*** TEXT SEGMENT ***

After reading The Last Summer, I was on the hunt for another war romance. I found Somewhere in France, a novel of the Great War. Lilly is born to a life of luxury, her father the Earl of Cumberland, and was not allowed to attend school or consider a career. Lilly attends a party before the war breaks out and runs into her brother’s best friend, Robbie, and is drawn back into the hopeful wishes of her youth. As the men go off to war, Lilly longs to find a way to contribute to the cause. She goes to her country home to learn to drive (without her parent’s consent) which leads to her finding her true calling in the war. I think this book was pretty predictable, but still entertaining. The romance between Lilly and Robbie brings you back to a time when letters were passed back and forth, and love had patience and strength.
I enjoyed learning about women ambulance drivers in the Great War, and the gritty side of war from a woman’s perspective was very enlightening. An interesting detail is Lilly’s employment with the WAAC, the Women’s Auxiliary Corps, which was founded to replace men with women in noncombat roles. I would love to read more about the women who volunteered for these roles, and the author adds several suggestions for further reading.
“Edouard had taught her to paint the changing light, to capture a moment and let it go, to remember, always, that nothing is fixed or absolute.”
I received this as an advanced reader copy from St. Martin’s Press for an honest review.
As an avid reader of historical fiction, my thoughts on this book are biased. When I pick up a novel set in a different time period, I want to LIVE in it. I want to hear the sounds, see the sights, and literally step into the time period I’m reading. What are they wearing? What are they eating, and drinking? What is it like to walk through the streets? This book fell flat in that regard which led me to become disinterested in the story. If you like a complicated love story, this is the book for you!

*** End of TEXT SEGMENT ***
*** PROVIDED RECORDS ***

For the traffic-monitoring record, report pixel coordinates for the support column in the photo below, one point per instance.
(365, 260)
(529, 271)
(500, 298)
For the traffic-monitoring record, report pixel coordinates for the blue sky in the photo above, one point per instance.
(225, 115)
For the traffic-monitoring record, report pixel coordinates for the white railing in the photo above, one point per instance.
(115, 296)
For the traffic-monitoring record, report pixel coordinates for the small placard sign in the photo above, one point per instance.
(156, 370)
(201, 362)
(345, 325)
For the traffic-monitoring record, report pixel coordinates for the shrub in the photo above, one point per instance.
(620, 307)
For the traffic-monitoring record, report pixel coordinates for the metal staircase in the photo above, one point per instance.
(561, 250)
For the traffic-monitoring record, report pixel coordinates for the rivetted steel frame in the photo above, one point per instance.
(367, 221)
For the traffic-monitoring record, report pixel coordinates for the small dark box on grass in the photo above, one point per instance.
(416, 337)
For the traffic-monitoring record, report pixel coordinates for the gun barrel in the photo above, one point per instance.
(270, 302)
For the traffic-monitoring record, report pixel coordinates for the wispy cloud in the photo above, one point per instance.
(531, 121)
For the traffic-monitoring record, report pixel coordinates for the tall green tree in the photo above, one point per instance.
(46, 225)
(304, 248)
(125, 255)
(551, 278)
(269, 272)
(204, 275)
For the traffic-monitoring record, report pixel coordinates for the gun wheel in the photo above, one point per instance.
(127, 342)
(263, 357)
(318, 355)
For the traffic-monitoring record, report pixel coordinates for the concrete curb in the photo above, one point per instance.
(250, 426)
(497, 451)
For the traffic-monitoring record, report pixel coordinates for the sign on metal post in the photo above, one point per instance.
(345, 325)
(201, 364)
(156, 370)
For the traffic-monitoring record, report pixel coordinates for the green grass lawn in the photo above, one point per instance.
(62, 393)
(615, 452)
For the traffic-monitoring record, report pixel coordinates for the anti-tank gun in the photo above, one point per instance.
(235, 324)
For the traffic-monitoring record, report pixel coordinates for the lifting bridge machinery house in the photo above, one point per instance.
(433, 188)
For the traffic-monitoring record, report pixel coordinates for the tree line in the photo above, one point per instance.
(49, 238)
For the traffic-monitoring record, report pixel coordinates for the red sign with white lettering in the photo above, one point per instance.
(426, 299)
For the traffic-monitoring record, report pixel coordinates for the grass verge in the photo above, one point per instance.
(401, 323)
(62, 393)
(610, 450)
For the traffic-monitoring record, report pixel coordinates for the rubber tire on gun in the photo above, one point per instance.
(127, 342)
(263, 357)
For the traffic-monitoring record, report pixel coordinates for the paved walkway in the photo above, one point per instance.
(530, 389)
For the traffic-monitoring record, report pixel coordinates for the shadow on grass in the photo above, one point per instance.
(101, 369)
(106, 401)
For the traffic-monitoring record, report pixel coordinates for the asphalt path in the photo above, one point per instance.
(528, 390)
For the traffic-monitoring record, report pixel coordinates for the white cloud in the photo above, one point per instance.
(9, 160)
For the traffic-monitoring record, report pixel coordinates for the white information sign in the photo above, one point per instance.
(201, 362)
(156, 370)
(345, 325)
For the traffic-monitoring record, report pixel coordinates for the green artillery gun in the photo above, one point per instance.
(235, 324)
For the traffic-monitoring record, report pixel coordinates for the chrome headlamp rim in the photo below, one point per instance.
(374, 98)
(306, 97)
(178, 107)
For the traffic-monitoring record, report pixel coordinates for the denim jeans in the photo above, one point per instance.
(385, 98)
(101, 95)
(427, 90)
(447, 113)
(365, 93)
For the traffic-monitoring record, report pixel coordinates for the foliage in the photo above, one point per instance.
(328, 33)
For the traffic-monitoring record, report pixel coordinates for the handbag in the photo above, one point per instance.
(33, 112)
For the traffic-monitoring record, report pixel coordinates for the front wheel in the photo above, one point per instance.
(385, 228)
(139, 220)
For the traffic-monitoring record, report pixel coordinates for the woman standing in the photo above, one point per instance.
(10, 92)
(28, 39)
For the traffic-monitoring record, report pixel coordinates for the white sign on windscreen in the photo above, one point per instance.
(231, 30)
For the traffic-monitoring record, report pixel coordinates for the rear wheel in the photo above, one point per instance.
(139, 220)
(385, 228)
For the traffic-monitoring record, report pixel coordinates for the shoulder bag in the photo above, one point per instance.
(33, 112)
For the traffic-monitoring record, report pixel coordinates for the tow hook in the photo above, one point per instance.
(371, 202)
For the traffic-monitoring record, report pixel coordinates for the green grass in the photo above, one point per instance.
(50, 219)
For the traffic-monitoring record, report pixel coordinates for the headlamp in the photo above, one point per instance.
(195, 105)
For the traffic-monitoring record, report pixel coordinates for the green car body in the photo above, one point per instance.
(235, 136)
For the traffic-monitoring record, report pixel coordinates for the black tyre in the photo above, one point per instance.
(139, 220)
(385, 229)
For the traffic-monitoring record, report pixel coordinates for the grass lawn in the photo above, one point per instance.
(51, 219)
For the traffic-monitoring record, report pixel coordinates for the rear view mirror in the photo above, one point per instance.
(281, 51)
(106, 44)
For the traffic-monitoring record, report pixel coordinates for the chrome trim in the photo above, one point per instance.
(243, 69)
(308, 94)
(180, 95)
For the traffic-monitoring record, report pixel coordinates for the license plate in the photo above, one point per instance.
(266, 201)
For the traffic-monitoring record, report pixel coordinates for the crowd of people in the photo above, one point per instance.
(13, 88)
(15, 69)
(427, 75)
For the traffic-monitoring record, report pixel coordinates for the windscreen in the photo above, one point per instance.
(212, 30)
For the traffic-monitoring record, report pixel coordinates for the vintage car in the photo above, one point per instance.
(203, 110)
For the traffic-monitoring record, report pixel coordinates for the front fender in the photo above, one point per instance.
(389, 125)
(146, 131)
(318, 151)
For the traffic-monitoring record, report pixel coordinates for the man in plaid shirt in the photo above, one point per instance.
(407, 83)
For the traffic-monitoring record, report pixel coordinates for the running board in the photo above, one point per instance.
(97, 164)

*** End of PROVIDED RECORDS ***

**REQUIREMENT:** Continue the historical fiction book reviews from where they stop.

**ANSWER SECTION:**
We walk into a complicated family situation set into Parisian society during the Impressionist movement. I do not know a lot about art history, but it’s incorporated into historical romances frequently. We have a few art themes dropped into the story, but I felt the research was lacking on detail. There is love, betrayal, cheating, children, and the all-around classic forbidden romance. The main character is bold, and independent which really appealed to me. She is in love with her brother (not by blood), who runs away in the night for an unknown reason we all find out as the story unfolds. The storyline is easy to follow, but the author does the time skip approach throughout the novel skipping years to keep the story rolling. There is a lot of foreshadowing thrown throughout the novel to keep you on the right track, but at times I just wanted the author to just tell me already!
The family full of drama and twisted love is an interesting story, but I felt it could be set in modern times and nothing would have changed. This reads more as a romance, than any other genre. I hope to see more from this author with a richer sense of history.